Transcribe, exactly as they appear, only the lines from the one holding "the wooden sleigh" through the end of the entries below.

**Records for the task**
------
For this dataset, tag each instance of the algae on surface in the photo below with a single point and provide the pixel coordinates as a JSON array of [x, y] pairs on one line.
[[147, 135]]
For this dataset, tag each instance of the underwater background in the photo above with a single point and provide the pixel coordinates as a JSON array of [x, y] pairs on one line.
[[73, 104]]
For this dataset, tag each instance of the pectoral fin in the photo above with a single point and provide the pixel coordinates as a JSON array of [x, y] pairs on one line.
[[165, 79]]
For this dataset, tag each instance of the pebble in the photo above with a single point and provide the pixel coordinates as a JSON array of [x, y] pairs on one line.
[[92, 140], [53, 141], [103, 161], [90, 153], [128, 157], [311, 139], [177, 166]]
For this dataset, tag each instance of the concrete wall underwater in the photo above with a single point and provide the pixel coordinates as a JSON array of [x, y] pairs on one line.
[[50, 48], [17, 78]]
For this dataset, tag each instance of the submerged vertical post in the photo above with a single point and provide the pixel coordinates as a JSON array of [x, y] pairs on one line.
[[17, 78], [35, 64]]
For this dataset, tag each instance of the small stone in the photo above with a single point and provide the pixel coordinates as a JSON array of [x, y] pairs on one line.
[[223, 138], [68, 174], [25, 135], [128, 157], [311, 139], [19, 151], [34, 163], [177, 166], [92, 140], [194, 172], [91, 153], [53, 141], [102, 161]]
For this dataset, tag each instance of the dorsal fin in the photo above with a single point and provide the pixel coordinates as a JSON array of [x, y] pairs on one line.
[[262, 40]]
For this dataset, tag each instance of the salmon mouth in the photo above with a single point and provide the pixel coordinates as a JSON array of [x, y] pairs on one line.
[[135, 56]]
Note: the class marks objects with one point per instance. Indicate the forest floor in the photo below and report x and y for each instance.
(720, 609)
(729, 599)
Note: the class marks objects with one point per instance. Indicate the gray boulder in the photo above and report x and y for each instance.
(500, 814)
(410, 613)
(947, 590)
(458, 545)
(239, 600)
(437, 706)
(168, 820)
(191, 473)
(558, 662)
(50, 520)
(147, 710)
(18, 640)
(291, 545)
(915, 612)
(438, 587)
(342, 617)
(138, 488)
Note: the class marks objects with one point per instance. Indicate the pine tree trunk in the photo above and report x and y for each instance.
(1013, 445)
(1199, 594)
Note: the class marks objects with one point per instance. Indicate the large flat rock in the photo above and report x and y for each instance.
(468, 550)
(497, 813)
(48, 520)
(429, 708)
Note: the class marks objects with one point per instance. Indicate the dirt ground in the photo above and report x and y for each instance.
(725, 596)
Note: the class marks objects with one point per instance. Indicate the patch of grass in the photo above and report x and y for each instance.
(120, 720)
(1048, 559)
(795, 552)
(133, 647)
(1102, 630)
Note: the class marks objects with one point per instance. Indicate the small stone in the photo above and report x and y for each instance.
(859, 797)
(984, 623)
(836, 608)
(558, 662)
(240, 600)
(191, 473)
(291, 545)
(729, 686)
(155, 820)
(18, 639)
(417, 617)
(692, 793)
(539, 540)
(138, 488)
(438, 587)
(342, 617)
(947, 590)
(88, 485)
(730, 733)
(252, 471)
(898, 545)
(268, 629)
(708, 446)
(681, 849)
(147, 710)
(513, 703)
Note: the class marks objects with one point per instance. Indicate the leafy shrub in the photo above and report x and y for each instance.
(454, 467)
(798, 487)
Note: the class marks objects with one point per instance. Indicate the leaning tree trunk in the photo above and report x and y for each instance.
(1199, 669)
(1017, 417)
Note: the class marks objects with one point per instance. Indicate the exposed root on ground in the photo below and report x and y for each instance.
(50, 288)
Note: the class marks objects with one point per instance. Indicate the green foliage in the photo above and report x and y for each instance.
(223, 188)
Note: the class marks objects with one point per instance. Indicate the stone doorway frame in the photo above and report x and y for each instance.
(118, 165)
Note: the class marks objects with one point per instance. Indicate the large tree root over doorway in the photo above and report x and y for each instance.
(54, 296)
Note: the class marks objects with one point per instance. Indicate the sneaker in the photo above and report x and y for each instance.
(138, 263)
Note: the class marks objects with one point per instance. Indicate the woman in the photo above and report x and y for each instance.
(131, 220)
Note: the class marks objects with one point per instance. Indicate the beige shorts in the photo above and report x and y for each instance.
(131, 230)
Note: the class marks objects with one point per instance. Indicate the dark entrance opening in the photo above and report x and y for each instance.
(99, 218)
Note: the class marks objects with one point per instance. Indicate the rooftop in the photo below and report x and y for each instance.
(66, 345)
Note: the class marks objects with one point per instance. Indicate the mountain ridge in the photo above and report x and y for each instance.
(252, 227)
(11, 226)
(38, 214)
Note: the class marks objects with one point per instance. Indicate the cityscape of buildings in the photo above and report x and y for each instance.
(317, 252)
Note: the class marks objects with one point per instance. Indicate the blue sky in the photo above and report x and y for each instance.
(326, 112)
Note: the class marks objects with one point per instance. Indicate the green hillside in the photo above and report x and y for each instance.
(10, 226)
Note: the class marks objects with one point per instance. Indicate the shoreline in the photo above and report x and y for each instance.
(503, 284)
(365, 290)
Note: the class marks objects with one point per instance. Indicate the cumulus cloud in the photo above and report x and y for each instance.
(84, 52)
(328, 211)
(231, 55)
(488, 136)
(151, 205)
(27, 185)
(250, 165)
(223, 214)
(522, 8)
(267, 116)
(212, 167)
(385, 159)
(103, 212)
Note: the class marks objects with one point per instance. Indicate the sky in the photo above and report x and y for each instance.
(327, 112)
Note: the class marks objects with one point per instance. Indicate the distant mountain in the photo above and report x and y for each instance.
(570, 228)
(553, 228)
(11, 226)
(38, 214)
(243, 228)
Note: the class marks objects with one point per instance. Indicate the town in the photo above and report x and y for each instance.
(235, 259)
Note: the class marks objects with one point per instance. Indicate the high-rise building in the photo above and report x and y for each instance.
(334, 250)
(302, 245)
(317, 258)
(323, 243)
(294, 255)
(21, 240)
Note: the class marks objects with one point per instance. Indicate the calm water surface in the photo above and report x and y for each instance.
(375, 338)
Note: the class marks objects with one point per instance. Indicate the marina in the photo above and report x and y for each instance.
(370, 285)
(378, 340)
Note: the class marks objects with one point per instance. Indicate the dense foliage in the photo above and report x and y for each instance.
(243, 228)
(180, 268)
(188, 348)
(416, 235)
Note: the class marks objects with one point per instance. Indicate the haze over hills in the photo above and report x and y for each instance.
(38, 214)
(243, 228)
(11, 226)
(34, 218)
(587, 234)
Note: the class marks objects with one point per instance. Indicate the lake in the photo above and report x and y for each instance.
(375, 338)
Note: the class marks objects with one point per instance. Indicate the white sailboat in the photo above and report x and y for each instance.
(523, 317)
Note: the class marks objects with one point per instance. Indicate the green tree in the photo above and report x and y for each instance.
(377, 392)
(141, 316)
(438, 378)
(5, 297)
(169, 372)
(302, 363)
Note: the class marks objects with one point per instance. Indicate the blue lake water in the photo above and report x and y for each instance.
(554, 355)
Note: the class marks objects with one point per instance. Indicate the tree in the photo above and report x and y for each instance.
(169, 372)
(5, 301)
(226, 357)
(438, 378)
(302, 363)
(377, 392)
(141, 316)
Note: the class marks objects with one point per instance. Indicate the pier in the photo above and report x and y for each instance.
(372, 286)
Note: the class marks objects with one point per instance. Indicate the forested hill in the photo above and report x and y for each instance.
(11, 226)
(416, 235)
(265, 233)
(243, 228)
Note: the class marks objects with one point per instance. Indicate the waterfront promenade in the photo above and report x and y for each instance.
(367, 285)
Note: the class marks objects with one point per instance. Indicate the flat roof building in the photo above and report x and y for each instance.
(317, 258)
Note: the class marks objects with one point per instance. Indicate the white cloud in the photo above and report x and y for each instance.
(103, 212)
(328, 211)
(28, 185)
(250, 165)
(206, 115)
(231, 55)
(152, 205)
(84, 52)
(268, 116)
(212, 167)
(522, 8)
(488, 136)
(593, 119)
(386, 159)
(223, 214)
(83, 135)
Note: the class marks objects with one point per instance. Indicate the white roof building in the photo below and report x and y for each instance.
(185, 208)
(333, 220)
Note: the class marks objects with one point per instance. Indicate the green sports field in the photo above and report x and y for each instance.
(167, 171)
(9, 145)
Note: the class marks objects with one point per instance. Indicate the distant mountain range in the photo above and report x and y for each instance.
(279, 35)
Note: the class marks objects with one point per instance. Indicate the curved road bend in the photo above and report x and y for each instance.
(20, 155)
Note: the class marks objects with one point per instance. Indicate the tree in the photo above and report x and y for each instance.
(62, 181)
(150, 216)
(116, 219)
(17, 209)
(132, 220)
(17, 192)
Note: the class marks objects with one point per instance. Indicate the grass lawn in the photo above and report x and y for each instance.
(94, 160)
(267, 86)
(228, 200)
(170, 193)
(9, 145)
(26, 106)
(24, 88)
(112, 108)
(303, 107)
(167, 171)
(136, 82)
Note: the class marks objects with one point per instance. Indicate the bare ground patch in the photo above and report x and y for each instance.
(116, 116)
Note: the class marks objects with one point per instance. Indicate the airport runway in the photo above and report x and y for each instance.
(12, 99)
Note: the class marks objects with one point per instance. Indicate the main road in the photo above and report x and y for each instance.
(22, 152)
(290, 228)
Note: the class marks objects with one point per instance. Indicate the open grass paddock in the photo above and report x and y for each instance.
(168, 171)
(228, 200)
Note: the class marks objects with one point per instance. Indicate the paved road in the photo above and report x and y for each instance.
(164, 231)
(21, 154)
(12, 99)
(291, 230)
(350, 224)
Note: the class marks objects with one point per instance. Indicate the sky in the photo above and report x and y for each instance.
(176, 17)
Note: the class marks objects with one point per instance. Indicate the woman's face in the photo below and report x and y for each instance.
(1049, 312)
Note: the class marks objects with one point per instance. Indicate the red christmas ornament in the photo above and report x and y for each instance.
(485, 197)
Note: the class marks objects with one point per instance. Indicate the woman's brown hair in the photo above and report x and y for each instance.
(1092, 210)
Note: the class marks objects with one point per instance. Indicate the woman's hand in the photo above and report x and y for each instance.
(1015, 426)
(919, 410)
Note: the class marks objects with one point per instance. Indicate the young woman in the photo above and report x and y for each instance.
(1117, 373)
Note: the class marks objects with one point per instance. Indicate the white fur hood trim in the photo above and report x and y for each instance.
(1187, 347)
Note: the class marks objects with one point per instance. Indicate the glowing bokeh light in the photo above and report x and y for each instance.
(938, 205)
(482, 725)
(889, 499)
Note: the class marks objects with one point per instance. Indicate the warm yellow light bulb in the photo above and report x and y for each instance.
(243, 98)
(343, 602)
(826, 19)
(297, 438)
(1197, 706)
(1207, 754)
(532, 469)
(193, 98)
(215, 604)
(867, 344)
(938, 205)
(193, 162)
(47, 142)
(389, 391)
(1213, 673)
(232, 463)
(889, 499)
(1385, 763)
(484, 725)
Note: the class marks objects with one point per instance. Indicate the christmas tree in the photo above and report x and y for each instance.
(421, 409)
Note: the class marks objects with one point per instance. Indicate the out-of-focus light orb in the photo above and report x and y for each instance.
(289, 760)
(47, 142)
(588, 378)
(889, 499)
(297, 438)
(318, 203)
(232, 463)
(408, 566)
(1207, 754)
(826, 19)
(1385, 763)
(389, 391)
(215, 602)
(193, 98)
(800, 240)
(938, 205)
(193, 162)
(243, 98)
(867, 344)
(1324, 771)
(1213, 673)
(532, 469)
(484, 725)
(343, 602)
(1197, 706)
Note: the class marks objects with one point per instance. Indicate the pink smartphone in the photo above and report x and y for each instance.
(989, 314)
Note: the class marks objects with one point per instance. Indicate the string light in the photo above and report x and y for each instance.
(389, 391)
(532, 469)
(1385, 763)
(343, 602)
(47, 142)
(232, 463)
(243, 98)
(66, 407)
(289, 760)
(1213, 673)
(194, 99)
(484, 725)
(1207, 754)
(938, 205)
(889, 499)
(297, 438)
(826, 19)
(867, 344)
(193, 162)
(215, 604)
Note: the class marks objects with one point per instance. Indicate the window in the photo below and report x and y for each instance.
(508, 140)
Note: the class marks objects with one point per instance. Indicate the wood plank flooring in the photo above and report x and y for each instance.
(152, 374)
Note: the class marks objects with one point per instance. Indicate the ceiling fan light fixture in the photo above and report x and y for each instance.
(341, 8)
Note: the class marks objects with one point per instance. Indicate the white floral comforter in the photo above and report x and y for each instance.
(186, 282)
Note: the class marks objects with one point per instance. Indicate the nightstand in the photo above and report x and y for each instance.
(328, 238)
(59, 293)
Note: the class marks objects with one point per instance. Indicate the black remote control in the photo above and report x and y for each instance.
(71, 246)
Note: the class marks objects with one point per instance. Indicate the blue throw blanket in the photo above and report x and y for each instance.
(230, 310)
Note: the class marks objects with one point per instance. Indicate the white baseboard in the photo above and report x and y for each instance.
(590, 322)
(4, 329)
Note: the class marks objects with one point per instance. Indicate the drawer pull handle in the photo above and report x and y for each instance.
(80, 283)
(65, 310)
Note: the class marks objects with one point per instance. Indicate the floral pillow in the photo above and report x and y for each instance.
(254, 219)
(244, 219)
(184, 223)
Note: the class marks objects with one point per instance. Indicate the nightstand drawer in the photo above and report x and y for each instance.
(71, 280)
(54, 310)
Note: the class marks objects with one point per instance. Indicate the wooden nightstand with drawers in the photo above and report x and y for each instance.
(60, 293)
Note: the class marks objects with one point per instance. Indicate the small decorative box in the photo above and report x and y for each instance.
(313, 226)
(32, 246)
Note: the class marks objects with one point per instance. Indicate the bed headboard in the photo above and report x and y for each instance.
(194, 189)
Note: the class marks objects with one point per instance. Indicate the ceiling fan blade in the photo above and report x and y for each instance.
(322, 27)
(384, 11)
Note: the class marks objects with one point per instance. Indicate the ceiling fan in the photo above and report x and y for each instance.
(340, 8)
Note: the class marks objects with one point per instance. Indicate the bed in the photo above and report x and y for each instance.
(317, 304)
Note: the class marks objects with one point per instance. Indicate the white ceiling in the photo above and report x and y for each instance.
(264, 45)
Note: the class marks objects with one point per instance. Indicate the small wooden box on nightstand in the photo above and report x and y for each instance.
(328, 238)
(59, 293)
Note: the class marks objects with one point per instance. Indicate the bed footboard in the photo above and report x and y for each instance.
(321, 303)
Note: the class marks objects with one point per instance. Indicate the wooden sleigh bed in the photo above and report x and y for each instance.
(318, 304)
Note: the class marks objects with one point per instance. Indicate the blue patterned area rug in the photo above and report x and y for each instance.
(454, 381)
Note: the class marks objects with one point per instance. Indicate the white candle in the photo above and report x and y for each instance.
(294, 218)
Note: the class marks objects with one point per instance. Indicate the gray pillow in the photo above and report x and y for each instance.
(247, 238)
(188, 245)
------
**Reply**
Note: the class marks objects with one point per instance. Indicate the wooden sleigh bed in the photo above and report x and y for each instance.
(318, 304)
Note: the class marks objects with one point per instance. Indicate the blue patterned area rug in the photo above and report x and y for each instance.
(454, 381)
Note: the class marks objects with one point per instance. Indicate the white candle in the photo above and report x and y for each instance.
(294, 218)
Note: the class marks objects with one point per instance. Indicate the gray pillow in the photo above and report x and y for each instance.
(247, 238)
(188, 245)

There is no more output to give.